▶ Source:
DescriptorDatasetBase¶

class hdnnpy.dataset.descriptor.descriptor_dataset_base.DescriptorDatasetBase(order, structures)[source]¶

Bases: abc.ABC

Base class of atomic structure based descriptor dataset.

Common instance variables for descriptor datasets are initialized.

Parameters:	order (int) – Derivative order of descriptor to calculate. structures (list [AtomicStructure]) – Descriptors are calculated for these atomic structures.

__getitem__(item)[source]¶

Return descriptor data this instance has.

If item is string, it returns corresponding descriptor. Available keys can be obtained by descriptors attribute. Otherwise, it returns a list of descriptor sliced by item.

__len__()[source]¶: Number of atomic structures given at initialization.

calculate_descriptors(structure)[source]¶

Calculate required descriptors for a structure data.

This is abstract method. Subclass of this base class have to override.

Parameters:	structure (AtomicStructure) – A structure data to calculate descriptors.
Returns:	Calculated descriptors. The length is the same as `order` given at initialization.
Return type:	list [ndarray]

clear()[source]¶: Clear up instance variables to initial state.

generate_feature_keys(*args, **kwargs)[source]¶

Generate feature keys of current state.

This is abstract method. Subclass of this base class have to override.

Returns:	Unique keys of feature dimension.
Return type:	list [str]

load(file_path, verbose=True, remake=False)[source]¶

Load dataset from .npz format file.

Only root MPI process load dataset.

It validates following compatibility between loaded dataset and atomic structures given at initialization.

length of data

elemental composition

elements

tag

It also validates that loaded dataset satisfies requirements.

feature keys

order

Parameters:	file_path (Path) – File path to load dataset. verbose (bool, optional) – Print log to stdout. remake (bool, optional) – If loaded dataset is lacking in any feature key or any descriptor, recalculate dataset from scratch and overwrite it to `file_path`. Otherwise, it raises ValueError.

▶ Written exercise a: Extract every line of the records that contains the string "sneaker".
The documentation above and the records that follow have no connection to each other.

▶ Supplied data:

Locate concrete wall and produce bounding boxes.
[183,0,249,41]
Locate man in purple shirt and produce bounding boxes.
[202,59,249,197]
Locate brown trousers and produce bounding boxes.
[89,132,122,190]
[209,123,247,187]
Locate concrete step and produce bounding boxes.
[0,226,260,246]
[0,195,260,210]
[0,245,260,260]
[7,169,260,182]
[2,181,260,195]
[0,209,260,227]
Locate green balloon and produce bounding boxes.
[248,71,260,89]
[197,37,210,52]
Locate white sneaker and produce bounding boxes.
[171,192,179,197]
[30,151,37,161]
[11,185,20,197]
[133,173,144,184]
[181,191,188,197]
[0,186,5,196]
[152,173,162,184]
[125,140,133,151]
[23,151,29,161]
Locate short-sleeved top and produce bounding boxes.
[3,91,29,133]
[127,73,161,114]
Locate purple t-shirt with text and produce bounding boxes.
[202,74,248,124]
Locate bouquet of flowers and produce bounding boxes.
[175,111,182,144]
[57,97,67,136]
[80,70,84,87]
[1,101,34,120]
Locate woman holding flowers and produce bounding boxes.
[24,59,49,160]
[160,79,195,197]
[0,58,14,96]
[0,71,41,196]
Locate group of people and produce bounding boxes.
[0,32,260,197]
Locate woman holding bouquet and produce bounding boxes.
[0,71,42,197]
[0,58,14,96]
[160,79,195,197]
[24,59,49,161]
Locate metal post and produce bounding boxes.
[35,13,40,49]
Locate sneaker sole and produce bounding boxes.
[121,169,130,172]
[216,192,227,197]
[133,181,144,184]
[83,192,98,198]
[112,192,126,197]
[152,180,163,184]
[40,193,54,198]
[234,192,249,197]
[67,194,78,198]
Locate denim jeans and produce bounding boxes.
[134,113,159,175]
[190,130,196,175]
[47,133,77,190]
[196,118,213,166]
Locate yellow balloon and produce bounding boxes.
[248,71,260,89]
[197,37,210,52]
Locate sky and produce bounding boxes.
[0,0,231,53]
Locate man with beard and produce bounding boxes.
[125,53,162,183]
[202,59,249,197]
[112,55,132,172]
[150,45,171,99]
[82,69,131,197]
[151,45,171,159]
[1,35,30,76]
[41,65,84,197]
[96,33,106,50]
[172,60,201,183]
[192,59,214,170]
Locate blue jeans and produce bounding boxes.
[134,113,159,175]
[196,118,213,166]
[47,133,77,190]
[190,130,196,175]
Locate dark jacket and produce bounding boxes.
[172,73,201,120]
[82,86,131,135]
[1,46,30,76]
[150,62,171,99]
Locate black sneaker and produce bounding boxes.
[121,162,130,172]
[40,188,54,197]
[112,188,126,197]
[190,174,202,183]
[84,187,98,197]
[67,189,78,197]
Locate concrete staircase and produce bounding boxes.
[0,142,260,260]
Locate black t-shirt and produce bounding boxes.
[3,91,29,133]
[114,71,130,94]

* * *

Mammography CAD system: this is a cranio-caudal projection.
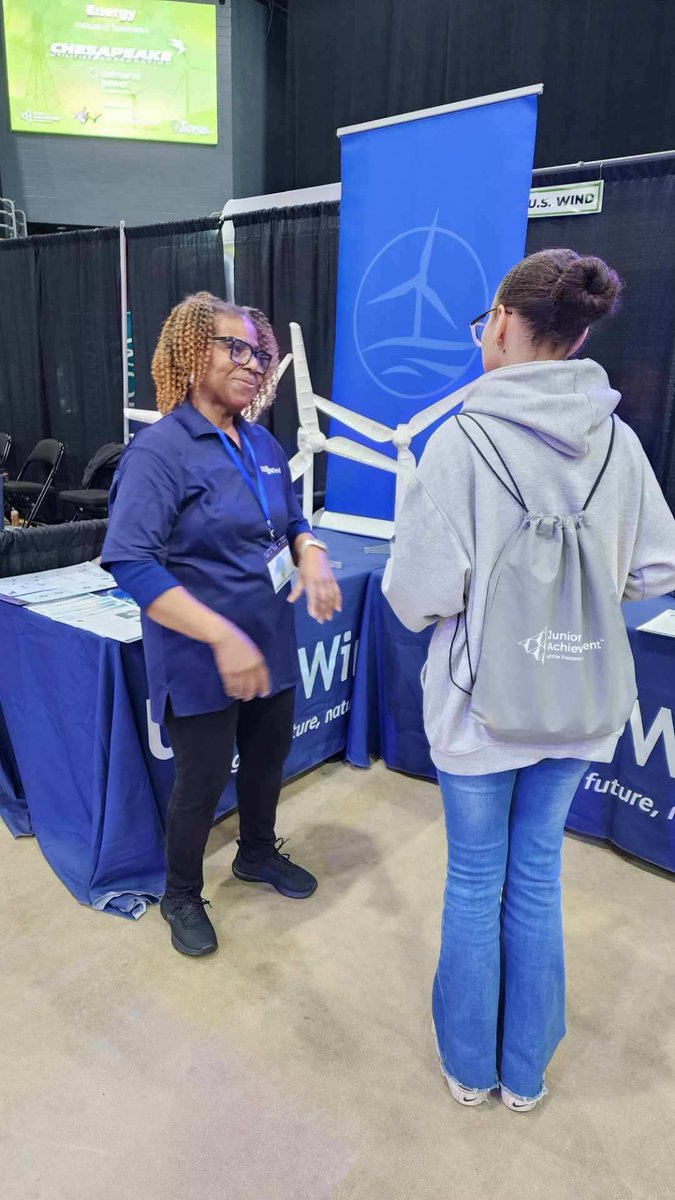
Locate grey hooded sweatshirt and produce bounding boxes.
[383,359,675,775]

▶ Written exercise b: According to the DescriptorDatasetBase documentation, what error does the load method raise when the loaded dataset lacks a feature key or descriptor and remake is not enabled?

▶ Task solution a:
Locate white sneaker and produce bounding boxes.
Locate sneaker sole and produce bounding boxes.
Locate black sneaker and produce bounding boxes.

▶ Task solution b: ValueError